Tuesday, February 2, 2010

China "At The Mercy Of Iron Ore Producers"

China is unhappy at being at the mercy of the Big Three iron ore producers but with Chinese steel mills having to import more and more iron ore it is the miners who hold the upper hand in the current price negotiations. This was according to Raw Materials Group senior partner Magnus Ericsson, who is also a professor of mineral economics at Lulea University of Technology in Sweden.

Mr Ericsson, who spoke at the Mining Indaba in Cape Town on Monday 1 February, said that the speed with which both Australia and Brazil weathered the global financial crisis is an indication of just how import mining activities are to those countries. But he also pointed out that imports of iron ore into China have increased despite a slight slowdown in steel production which points to a deterioration of the quality of Chinese domestic iron-ore.

Mr Ericsson said that he is sceptical about news reports of recent iron ore discoveries in China and at the present rates of depletion of existing Chinese iron-ore mines he is convinced China will not have sufficient iron ore within China itself and will become even more reliant on imports.

Mr Ericsson anticipates a reduction of steel intensity in China, as many in eastern China have attained levels of per capita steel consumption close to the consumption levels of Europe and North America. However it would take some time for the western parts of China to follow suit.

Meanwhile global economist David Hale said at the conference that in eight years time there will be more than 100 companies on the Australian stock exchange that will be 50% Chinese owned, including 20 iron-ore companies, six uranium companies and 12 copper-and-gold companies. "The major companies will continue to have a very strong domination over China," he said

Dr Hale anticipates a slower rate of economic growth in China over the next ten years, but he estimated iron ore surpassing two billion tonnes in 2014.

________________________________________

* [EXPLORE THE MATERIAL]
(1) Copy the iron ore article word for word from "Mr Ericsson anticipates" to "to follow suit.".
(2) Using the iron ore article, decide whether each statement agrees with it. For each, answer yes or no and quote the deciding words. (a) Ericsson spoke at the Mining Indaba in Cape Town on Monday 1 February. (b) Ericsson expects China to rely less on iron ore imports. (c) Hale expects China's economic growth to speed up over the next ten years.
The records that come next are separate material and are unrelated to the iron ore article.

________________________________________

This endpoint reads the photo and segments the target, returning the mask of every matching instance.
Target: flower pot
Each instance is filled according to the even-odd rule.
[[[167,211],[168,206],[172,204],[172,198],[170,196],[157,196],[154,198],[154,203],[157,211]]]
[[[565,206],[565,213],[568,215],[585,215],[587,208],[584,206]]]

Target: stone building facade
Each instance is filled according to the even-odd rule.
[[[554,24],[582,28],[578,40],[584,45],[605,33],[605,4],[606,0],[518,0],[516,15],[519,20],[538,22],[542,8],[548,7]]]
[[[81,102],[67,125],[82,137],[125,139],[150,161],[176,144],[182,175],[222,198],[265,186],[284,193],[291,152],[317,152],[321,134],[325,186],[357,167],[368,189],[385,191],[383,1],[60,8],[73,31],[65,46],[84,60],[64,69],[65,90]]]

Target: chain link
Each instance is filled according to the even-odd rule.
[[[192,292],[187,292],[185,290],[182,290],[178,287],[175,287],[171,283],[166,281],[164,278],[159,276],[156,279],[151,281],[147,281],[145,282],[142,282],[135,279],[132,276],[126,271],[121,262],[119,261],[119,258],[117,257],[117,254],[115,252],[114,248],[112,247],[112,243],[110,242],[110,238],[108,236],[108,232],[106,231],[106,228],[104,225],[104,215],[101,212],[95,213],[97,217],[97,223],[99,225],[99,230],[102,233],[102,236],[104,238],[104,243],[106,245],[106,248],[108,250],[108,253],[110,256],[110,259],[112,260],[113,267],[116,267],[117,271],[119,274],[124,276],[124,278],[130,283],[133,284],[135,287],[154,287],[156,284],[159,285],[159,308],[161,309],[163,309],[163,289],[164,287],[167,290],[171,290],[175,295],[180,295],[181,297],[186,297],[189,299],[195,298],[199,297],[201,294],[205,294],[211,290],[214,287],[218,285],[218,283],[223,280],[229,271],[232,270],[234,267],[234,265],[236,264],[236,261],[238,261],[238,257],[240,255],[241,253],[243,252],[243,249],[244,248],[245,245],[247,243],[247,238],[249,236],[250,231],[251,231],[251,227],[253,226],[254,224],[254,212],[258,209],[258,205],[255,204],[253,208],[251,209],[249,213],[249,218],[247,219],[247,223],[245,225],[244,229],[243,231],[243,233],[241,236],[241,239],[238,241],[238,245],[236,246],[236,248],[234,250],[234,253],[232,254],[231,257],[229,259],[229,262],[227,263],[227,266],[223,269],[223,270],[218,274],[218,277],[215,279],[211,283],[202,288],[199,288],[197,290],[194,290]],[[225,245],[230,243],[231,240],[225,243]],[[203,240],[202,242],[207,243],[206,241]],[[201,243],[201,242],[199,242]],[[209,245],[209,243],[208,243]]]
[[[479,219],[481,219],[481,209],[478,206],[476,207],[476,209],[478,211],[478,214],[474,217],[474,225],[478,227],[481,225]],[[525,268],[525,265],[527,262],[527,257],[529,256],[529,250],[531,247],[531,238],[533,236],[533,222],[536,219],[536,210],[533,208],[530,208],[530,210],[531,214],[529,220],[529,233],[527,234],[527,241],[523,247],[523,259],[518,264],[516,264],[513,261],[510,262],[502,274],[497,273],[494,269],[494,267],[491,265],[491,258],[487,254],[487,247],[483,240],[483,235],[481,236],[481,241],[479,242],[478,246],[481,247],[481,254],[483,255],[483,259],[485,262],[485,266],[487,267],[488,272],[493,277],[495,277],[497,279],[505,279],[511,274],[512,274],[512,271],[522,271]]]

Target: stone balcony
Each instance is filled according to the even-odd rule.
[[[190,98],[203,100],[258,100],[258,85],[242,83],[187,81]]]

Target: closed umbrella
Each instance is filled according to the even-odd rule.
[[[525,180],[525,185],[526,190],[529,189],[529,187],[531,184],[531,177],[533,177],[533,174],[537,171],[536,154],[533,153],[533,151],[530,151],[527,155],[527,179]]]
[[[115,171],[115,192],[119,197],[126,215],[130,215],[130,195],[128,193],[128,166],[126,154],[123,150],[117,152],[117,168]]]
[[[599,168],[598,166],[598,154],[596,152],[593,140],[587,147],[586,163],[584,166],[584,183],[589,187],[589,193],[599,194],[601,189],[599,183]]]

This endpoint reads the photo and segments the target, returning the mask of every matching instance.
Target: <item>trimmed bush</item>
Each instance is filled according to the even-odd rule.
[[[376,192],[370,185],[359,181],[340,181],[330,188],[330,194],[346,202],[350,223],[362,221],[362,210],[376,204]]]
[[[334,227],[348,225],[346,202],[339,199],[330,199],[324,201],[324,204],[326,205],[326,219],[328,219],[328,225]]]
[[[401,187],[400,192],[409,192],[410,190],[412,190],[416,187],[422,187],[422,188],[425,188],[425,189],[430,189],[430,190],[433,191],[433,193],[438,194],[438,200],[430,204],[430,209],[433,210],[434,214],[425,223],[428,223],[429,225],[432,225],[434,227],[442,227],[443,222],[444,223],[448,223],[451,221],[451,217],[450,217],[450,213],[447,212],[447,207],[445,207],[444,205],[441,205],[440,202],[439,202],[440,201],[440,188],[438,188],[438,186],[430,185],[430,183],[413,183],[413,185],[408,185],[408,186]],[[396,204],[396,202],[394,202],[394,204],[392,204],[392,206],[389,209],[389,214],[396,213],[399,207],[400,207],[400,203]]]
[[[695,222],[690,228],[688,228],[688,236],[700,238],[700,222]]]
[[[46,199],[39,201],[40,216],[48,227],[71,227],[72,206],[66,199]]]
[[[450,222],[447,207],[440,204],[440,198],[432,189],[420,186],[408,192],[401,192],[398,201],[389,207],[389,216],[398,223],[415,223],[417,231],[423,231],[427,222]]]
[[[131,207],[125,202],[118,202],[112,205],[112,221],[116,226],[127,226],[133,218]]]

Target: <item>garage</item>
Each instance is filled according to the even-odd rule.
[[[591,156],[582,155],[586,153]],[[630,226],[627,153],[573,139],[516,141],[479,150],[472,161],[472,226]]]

________________________________________

* [ANSWERS TO THE EXERCISES]
(1)
Mr Ericsson anticipates a reduction of steel intensity in China, as many in eastern China have attained levels of per capita steel consumption close to the consumption levels of Europe and North America. However it would take some time for the western parts of China to follow suit.

(2)
(a) Yes: "spoke at the Mining Indaba in Cape Town on Monday 1 February"
(b) No: "will become even more reliant on imports"
(c) No: "anticipates a slower rate of economic growth in China over the next ten years"